**** Records to process

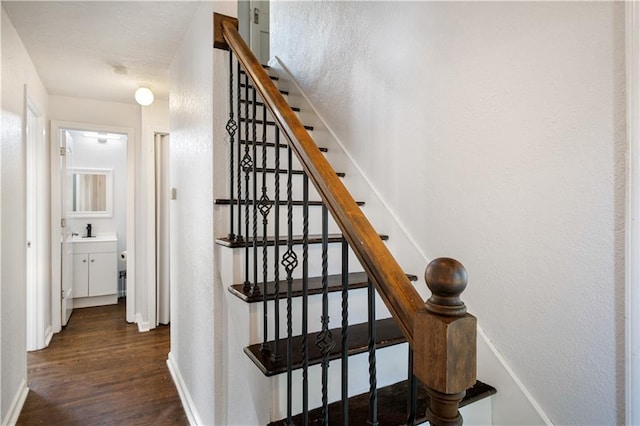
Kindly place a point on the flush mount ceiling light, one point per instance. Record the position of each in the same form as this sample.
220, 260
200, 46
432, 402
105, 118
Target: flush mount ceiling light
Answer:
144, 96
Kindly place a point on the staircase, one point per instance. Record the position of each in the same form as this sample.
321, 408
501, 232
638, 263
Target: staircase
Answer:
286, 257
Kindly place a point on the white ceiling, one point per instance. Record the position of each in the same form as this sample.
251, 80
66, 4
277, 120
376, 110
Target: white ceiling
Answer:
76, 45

********
**** Records to process

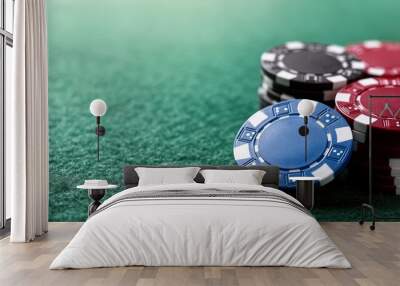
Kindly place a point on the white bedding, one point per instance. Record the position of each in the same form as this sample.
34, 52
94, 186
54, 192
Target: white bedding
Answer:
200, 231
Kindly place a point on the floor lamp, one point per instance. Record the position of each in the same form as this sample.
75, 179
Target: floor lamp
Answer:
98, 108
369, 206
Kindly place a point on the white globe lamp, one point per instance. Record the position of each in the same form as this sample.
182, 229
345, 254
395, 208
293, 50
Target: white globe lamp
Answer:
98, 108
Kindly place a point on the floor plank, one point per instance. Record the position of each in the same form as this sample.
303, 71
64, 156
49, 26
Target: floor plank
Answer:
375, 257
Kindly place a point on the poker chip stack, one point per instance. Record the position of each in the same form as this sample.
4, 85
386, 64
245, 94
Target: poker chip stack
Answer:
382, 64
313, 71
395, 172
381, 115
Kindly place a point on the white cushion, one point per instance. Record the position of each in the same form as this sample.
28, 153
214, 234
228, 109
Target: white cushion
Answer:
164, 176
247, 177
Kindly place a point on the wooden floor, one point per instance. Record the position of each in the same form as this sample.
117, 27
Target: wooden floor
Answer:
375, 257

********

▸ **Exercise**
Count how many lines in the rows above contain the string "staircase", treating uppercase and lowercase as different. Reply with the number alone.

▸ **Written response**
2